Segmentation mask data
****************************************

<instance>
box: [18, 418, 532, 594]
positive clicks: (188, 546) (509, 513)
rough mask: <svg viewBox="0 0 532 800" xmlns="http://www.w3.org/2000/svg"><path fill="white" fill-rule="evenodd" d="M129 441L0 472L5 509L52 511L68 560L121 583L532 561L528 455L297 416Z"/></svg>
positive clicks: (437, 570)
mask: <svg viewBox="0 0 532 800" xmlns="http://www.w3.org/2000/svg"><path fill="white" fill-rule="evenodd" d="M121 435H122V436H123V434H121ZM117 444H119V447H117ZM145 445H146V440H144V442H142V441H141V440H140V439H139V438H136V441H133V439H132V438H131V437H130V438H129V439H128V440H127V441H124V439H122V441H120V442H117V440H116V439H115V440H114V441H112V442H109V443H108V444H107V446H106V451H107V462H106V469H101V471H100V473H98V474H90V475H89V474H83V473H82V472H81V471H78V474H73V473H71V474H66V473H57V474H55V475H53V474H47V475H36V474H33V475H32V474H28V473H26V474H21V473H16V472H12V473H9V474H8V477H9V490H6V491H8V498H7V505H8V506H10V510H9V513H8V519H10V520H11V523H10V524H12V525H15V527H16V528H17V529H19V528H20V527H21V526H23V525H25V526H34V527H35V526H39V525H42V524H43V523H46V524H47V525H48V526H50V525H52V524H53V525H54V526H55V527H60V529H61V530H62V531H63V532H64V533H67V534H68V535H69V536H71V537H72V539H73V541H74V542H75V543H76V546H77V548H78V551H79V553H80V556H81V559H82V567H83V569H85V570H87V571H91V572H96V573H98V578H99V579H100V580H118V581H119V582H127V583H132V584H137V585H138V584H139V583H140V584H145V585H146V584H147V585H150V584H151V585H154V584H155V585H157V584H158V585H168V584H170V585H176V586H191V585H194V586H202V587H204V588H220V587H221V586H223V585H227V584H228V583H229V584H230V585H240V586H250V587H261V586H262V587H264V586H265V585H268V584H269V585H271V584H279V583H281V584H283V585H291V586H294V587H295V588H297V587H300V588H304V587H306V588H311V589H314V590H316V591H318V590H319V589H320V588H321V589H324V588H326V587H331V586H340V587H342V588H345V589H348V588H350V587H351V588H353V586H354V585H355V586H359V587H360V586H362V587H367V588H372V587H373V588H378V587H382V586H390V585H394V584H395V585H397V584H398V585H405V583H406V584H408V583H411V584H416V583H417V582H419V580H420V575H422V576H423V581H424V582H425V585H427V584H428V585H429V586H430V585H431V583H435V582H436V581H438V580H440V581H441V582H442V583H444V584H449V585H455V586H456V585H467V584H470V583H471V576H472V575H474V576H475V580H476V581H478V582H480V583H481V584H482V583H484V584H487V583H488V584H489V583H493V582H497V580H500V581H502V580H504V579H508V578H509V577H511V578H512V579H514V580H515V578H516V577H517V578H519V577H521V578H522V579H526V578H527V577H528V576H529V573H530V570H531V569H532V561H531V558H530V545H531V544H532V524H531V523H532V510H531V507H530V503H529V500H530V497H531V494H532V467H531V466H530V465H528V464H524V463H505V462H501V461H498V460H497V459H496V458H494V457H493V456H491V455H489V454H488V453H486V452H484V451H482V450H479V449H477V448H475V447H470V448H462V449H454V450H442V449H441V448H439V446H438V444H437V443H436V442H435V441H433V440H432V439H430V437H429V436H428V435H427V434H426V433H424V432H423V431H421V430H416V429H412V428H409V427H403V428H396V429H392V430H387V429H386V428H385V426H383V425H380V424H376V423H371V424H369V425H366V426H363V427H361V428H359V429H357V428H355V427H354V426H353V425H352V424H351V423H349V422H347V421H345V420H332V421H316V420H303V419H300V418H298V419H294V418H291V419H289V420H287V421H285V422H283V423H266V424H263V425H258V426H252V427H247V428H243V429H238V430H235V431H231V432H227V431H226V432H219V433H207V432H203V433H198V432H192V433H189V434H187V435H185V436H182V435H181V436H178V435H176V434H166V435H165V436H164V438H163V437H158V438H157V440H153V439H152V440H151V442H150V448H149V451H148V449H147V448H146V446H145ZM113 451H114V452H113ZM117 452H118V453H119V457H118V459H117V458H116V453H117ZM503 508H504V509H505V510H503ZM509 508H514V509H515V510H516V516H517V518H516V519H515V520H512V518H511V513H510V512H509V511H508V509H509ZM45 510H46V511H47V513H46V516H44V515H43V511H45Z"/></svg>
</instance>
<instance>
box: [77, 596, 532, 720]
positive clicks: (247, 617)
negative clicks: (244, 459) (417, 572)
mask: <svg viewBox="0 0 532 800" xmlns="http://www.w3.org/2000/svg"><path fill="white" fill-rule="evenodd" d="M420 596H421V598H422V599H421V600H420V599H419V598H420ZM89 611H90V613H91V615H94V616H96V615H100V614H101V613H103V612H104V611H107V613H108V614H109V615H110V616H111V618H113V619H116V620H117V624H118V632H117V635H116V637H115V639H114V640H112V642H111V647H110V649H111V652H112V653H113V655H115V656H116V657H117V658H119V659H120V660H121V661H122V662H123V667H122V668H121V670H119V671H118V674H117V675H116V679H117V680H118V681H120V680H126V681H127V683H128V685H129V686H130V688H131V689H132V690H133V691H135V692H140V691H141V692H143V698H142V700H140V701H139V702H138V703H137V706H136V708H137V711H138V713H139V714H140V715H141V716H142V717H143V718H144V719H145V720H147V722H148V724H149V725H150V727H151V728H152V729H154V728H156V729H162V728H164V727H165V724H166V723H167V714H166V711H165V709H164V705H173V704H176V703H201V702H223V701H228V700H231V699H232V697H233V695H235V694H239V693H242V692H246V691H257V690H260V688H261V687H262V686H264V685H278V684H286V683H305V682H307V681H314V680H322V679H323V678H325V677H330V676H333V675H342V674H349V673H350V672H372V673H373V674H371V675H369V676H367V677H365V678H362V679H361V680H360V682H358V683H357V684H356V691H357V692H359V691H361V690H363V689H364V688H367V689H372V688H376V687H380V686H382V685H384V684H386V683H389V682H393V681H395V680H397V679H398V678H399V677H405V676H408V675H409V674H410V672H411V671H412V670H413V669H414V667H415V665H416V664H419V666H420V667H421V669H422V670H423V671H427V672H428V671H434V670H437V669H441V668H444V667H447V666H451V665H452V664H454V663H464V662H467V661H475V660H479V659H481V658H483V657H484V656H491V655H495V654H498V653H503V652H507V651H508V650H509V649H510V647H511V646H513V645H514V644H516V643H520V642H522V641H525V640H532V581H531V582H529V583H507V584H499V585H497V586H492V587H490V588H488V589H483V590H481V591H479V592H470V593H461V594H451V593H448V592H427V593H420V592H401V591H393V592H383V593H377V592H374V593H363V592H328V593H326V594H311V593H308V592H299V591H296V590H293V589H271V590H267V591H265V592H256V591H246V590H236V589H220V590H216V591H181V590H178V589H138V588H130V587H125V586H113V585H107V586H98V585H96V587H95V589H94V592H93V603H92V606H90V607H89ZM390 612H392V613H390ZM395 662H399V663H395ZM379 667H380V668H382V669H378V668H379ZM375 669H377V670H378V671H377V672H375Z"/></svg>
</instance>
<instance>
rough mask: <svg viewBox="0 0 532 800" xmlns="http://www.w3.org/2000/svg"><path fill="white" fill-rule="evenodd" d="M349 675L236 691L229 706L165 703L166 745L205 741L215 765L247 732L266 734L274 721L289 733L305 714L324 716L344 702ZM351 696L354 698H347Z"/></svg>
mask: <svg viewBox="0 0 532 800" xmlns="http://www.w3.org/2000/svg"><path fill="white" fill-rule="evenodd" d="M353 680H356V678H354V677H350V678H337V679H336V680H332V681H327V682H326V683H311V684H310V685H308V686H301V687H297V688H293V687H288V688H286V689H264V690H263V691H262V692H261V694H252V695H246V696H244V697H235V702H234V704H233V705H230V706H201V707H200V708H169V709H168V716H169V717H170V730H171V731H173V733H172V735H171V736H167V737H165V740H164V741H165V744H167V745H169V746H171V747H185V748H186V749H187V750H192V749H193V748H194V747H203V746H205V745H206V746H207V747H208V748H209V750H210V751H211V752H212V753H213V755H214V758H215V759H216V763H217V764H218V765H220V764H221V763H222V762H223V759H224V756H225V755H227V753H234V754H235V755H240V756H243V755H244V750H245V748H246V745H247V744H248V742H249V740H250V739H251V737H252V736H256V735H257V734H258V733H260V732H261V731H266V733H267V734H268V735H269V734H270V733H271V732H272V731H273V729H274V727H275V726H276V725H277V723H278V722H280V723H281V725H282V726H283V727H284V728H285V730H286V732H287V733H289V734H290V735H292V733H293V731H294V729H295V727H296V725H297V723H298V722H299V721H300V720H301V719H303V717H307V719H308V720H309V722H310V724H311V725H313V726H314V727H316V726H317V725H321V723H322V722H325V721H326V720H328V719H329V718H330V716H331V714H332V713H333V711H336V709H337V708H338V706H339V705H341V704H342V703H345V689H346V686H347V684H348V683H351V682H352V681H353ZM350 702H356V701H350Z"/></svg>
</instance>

****************************************

Copy the rows above verbatim, from the first line through the line containing "positive clicks: (437, 570)", inclusive.

<instance>
box: [18, 418, 532, 594]
positive clicks: (188, 546) (509, 513)
rough mask: <svg viewBox="0 0 532 800" xmlns="http://www.w3.org/2000/svg"><path fill="white" fill-rule="evenodd" d="M129 441L0 472L5 509L52 511L68 560L121 583L532 561L528 455L297 416Z"/></svg>
positive clicks: (437, 570)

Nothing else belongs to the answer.